_Given request_: Retype the lines below verbatim, from the line containing "the grass embankment" up to and including the line containing "x=694, y=1202".

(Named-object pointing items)

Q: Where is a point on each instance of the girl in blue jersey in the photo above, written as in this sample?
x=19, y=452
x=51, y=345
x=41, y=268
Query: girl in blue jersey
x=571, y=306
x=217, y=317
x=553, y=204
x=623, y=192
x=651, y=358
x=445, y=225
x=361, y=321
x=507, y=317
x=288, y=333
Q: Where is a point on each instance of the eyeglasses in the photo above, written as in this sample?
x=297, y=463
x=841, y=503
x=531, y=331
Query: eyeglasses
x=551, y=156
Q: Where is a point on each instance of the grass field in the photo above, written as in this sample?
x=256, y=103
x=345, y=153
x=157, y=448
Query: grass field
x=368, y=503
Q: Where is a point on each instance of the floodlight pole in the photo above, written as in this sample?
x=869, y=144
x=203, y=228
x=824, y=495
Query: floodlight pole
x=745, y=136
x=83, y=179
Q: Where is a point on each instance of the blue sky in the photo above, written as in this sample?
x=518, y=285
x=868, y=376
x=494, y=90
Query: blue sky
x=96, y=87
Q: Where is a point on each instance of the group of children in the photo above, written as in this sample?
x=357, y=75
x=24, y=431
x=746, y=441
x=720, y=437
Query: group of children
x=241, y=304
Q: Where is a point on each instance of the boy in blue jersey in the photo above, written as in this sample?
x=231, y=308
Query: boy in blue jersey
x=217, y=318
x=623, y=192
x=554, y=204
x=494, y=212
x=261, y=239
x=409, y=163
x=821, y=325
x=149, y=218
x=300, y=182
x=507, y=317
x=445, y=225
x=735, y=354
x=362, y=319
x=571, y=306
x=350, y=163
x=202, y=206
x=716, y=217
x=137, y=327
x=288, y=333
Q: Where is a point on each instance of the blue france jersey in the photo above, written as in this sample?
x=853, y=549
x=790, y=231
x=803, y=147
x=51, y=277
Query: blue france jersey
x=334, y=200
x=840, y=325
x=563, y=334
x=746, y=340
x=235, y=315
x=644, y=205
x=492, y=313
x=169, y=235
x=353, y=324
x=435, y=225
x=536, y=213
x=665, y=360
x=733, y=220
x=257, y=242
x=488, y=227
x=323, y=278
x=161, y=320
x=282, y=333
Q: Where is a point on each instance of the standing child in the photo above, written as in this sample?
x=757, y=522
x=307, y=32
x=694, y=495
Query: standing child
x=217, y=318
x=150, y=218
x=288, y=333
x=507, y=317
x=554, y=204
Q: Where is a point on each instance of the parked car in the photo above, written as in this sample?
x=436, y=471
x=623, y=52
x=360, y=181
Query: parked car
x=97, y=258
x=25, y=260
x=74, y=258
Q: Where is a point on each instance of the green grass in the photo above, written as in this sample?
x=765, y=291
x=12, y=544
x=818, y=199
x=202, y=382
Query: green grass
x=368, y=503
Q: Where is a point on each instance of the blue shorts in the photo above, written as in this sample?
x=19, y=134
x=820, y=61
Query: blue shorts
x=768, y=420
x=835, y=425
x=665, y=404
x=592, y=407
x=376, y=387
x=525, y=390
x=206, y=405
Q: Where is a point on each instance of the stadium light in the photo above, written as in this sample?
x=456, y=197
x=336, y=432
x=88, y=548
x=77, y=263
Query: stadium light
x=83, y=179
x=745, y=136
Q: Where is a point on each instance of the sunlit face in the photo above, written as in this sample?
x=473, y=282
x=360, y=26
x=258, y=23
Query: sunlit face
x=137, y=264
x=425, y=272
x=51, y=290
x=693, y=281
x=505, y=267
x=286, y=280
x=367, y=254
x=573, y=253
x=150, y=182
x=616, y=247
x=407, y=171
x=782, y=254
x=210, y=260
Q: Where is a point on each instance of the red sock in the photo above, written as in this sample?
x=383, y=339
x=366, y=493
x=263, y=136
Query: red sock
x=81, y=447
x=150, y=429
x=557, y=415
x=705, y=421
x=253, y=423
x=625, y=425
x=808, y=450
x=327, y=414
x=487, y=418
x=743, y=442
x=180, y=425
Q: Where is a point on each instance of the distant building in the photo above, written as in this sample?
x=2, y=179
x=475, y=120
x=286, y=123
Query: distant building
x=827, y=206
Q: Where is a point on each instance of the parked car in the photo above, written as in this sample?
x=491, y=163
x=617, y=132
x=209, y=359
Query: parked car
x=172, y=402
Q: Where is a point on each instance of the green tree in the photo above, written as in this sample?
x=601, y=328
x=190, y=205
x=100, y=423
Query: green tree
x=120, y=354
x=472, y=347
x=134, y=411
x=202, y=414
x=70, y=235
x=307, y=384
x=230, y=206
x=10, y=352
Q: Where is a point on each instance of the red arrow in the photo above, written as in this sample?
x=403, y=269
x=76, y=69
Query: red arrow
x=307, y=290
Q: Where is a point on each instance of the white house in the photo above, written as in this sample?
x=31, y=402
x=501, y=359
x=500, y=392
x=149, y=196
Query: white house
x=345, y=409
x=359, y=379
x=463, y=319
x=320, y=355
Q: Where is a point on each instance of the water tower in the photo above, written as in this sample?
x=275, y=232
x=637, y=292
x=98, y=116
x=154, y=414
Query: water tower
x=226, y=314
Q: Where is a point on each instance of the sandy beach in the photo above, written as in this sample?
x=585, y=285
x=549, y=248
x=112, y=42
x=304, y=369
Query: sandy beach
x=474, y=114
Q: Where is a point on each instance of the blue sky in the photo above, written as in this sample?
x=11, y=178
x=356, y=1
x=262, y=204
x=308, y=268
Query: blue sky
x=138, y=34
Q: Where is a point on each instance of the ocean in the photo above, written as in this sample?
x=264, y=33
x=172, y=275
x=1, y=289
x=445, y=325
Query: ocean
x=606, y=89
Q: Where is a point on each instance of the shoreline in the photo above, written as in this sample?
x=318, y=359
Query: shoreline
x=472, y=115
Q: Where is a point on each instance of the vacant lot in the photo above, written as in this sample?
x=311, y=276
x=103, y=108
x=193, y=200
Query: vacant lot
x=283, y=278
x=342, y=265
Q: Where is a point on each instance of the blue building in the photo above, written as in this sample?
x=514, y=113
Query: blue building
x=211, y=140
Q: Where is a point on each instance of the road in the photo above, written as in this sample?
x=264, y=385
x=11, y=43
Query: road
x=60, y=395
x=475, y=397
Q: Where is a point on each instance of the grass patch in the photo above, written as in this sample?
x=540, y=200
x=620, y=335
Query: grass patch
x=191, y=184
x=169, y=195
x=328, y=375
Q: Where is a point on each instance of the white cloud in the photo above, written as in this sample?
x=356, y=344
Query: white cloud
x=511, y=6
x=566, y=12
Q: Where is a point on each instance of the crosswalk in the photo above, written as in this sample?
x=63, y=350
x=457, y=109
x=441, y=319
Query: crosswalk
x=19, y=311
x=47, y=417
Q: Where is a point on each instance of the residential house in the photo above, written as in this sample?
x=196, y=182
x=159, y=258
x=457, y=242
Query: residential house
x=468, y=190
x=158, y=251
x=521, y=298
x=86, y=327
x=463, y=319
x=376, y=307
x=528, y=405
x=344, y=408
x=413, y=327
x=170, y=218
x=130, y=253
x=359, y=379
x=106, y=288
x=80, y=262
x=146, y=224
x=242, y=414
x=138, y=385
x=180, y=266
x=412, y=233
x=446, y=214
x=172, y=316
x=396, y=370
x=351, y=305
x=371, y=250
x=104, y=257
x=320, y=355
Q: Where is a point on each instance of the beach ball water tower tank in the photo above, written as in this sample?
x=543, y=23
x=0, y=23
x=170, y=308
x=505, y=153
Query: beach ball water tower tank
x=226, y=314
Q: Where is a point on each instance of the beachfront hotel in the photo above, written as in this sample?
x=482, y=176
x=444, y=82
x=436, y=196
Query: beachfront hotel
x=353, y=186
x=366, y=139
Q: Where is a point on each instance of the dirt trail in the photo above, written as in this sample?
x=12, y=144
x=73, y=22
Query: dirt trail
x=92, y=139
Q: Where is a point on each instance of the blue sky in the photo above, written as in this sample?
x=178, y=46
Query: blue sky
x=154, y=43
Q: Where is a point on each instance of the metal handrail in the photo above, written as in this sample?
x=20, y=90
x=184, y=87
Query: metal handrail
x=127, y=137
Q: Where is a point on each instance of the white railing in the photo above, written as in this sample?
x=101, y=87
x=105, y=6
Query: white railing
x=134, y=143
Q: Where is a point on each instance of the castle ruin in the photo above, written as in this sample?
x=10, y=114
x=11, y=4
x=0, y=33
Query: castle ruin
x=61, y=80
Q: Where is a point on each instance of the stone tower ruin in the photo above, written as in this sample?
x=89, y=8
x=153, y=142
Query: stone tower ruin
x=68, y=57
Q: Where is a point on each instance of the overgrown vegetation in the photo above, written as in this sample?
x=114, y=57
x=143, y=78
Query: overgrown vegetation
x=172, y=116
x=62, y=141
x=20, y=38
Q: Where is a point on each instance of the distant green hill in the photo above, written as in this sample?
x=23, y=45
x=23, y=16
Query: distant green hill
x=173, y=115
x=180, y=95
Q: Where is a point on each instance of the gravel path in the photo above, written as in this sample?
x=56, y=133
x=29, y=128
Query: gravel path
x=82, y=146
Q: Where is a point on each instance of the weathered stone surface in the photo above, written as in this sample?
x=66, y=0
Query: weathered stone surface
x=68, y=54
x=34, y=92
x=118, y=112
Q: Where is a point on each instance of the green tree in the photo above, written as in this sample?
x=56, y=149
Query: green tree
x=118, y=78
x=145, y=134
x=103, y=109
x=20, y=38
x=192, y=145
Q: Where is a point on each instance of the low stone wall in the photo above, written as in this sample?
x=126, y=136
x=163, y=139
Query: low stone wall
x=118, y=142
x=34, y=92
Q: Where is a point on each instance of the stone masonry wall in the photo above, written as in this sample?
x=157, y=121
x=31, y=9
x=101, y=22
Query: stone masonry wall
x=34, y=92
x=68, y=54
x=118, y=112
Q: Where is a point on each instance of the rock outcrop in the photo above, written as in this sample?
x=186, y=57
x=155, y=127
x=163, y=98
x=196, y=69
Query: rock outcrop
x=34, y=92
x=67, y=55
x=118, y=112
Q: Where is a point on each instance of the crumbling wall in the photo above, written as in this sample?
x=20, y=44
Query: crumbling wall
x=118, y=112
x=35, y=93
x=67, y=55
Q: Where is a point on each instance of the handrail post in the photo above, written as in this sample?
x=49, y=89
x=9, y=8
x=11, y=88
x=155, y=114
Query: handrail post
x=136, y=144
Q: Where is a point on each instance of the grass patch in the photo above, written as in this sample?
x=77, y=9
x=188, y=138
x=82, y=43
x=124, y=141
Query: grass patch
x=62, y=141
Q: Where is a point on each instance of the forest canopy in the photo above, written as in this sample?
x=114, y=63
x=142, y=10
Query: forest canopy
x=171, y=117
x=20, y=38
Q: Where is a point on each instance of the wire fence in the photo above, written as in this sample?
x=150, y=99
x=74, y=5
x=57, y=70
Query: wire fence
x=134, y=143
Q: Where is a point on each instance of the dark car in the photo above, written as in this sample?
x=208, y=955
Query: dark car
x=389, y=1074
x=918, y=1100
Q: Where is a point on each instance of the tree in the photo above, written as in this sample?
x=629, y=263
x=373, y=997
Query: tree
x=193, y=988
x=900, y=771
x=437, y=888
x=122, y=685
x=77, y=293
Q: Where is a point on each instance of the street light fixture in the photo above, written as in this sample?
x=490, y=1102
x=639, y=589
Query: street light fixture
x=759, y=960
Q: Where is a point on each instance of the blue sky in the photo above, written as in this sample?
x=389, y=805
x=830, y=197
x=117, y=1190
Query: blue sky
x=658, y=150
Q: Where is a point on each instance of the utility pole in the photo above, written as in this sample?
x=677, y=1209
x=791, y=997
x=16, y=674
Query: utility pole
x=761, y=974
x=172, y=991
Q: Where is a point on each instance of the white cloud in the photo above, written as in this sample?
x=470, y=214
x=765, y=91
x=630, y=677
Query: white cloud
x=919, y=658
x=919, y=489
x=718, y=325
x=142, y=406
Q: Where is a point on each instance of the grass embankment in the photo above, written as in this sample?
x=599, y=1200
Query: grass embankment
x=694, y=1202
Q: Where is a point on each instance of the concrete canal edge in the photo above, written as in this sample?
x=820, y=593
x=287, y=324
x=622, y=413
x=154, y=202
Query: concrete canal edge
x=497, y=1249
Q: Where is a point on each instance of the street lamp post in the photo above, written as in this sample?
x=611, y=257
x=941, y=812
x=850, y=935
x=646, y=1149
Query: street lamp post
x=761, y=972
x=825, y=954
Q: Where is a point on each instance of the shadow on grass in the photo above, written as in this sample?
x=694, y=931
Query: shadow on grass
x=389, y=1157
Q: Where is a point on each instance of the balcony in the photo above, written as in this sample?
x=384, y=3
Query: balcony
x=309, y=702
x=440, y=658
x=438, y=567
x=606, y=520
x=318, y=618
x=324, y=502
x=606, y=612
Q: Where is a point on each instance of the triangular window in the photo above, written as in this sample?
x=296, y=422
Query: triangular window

_Task solution_:
Q: Where is a point on each instance of the grass embankment in the photo above, written as in this sample?
x=599, y=1200
Query: grass embankment
x=694, y=1202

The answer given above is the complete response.